Among the entries below, count the lines that contain the word "handrail". Respond with the count only.

::: MATERIALS PROVIDED :::

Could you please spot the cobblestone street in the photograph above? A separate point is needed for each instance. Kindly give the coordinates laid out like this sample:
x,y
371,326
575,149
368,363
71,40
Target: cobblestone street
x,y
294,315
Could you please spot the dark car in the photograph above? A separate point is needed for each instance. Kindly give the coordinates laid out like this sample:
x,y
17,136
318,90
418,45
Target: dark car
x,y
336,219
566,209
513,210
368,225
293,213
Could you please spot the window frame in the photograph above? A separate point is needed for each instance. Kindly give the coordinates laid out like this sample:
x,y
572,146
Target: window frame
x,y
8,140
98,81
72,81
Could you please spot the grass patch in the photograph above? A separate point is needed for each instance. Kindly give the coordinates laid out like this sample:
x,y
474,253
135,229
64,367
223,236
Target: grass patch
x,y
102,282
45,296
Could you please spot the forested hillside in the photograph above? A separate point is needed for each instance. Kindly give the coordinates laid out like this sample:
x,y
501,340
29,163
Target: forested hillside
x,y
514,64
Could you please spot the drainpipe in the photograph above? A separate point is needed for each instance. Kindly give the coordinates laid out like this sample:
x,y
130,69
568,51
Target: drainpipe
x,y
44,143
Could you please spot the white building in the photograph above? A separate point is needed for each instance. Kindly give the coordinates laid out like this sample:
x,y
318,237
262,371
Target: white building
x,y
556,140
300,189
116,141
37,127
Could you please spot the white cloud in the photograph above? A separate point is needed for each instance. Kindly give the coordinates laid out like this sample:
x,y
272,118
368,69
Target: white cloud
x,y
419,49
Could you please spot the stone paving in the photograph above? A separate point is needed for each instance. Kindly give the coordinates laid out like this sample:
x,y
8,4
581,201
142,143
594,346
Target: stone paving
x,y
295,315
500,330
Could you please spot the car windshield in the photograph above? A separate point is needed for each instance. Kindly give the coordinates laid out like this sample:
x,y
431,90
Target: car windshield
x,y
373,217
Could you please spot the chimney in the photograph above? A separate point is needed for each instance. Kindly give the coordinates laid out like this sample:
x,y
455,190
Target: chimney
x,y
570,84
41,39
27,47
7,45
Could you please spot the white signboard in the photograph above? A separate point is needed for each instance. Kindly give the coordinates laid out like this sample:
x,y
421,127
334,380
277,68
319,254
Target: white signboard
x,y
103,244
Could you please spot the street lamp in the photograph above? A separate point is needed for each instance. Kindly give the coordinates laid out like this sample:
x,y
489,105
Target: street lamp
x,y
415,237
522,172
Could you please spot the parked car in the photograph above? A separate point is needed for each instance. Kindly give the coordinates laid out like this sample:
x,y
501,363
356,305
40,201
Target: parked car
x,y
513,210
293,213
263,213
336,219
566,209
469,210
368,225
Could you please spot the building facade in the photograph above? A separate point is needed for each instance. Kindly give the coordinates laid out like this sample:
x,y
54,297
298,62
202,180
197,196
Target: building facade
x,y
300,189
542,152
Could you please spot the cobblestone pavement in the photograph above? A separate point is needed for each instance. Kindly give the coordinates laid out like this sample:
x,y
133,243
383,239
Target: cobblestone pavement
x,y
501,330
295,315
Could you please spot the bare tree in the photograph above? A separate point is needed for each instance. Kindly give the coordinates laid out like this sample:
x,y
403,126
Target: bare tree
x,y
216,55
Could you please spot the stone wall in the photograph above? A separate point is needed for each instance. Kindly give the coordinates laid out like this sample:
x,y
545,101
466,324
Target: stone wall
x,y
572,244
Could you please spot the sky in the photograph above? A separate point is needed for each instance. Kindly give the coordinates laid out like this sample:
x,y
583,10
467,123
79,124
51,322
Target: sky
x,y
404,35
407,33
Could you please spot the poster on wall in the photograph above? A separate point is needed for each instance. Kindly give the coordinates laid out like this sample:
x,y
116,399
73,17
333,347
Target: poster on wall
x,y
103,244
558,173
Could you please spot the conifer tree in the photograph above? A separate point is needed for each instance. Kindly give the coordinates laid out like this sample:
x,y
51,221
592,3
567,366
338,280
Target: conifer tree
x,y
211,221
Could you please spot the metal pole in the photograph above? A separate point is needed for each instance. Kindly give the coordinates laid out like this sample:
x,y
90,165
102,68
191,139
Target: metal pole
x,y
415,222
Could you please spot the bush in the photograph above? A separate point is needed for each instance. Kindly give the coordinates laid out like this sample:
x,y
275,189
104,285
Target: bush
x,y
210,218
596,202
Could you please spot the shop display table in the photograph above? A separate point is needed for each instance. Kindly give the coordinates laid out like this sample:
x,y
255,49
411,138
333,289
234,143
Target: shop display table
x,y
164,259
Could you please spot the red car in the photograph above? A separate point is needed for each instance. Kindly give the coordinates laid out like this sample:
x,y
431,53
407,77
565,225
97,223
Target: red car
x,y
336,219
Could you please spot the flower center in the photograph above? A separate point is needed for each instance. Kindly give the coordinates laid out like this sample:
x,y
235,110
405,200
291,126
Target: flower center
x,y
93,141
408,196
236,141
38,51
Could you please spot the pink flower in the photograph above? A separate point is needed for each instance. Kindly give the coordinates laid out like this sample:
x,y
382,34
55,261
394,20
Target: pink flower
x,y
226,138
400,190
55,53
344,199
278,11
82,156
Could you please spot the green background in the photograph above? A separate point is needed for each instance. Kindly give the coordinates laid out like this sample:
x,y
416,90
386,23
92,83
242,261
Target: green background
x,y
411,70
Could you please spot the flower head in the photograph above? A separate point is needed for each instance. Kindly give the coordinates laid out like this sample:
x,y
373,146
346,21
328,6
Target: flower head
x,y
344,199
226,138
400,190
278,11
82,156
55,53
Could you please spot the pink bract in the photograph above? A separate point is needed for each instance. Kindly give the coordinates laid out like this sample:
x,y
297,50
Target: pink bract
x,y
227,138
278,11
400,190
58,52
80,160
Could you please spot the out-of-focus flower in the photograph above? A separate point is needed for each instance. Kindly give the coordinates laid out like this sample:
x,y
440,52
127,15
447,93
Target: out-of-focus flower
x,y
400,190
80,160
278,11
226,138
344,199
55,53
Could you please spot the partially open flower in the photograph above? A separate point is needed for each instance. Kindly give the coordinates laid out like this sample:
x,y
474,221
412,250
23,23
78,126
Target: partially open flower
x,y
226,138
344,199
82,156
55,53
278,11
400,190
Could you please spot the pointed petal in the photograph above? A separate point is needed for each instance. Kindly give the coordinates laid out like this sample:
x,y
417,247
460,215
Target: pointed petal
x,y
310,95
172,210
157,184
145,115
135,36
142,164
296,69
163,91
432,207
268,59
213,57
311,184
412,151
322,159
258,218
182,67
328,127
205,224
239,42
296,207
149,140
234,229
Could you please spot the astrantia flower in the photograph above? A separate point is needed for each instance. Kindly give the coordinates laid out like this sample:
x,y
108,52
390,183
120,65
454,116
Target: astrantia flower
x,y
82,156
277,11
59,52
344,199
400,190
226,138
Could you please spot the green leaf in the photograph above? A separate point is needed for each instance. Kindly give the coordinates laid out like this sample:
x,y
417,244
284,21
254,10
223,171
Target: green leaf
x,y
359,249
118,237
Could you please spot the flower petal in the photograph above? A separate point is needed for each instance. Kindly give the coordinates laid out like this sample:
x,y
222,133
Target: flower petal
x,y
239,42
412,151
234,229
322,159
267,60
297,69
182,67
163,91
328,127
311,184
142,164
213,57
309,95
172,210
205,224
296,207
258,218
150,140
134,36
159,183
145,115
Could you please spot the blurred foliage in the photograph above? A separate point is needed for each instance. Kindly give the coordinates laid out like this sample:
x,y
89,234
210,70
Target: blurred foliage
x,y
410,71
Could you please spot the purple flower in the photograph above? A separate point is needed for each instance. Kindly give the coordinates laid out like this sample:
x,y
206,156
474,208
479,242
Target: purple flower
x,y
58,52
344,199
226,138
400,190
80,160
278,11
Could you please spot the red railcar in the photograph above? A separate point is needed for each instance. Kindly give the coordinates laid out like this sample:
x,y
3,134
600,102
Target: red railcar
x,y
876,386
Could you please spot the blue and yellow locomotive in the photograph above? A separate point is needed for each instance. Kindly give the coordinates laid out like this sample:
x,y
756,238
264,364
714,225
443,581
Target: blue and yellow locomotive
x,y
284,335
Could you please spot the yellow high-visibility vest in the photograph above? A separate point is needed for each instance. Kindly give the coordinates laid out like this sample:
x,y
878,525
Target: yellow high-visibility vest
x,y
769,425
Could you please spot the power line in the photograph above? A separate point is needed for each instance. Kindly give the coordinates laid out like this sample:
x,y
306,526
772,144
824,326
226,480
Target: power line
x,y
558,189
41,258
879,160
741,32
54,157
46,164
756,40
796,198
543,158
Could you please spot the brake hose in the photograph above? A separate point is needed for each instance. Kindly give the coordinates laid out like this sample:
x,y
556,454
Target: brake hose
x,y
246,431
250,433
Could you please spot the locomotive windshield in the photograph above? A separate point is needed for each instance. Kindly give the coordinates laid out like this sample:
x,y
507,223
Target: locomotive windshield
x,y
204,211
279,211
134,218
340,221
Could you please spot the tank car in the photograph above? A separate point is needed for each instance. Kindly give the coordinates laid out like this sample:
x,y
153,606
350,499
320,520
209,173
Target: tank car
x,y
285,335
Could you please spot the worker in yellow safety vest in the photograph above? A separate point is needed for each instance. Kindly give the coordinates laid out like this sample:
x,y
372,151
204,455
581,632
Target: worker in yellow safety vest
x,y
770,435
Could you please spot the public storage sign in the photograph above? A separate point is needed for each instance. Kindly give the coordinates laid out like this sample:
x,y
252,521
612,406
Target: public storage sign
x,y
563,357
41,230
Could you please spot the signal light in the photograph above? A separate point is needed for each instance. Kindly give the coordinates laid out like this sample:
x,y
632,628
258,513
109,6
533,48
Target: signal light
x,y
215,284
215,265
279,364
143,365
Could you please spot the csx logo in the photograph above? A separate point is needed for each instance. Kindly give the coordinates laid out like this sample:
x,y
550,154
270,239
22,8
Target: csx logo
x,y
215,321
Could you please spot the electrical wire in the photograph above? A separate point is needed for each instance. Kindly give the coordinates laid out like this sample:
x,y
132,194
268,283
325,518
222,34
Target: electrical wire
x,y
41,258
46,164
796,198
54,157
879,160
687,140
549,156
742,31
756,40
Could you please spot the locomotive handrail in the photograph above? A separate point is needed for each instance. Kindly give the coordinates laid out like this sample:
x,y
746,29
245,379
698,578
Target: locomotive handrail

:::

_RESPONSE TO THIS TASK_. 2